* [WHAT THE TASK REQUIRES]
In the records below, which lines include "Give"? Copy them.

[Opening INFORMATION SHOWN section]

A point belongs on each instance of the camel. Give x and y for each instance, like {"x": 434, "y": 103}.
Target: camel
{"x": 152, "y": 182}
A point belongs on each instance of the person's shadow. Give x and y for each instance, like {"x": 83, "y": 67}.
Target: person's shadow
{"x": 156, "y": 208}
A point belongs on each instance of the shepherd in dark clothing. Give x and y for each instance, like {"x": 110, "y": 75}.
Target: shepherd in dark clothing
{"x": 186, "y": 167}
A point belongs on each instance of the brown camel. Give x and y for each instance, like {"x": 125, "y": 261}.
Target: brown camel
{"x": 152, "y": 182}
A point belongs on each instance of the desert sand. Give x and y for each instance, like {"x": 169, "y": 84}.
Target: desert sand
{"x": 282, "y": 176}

[Closing INFORMATION SHOWN section]

* [EXERCISE OUTPUT]
A point belongs on each instance of the camel. Give x and y for each instance, like {"x": 434, "y": 103}.
A point belongs on each instance of the person's shadow. Give x and y for each instance, like {"x": 83, "y": 67}.
A point belongs on each instance of the shepherd in dark clothing. Give x and y for each instance, like {"x": 110, "y": 75}.
A point belongs on each instance of the brown camel. Give x and y for each instance, like {"x": 125, "y": 261}.
A point belongs on each instance of the desert sand. Give x and y for each instance, like {"x": 169, "y": 84}.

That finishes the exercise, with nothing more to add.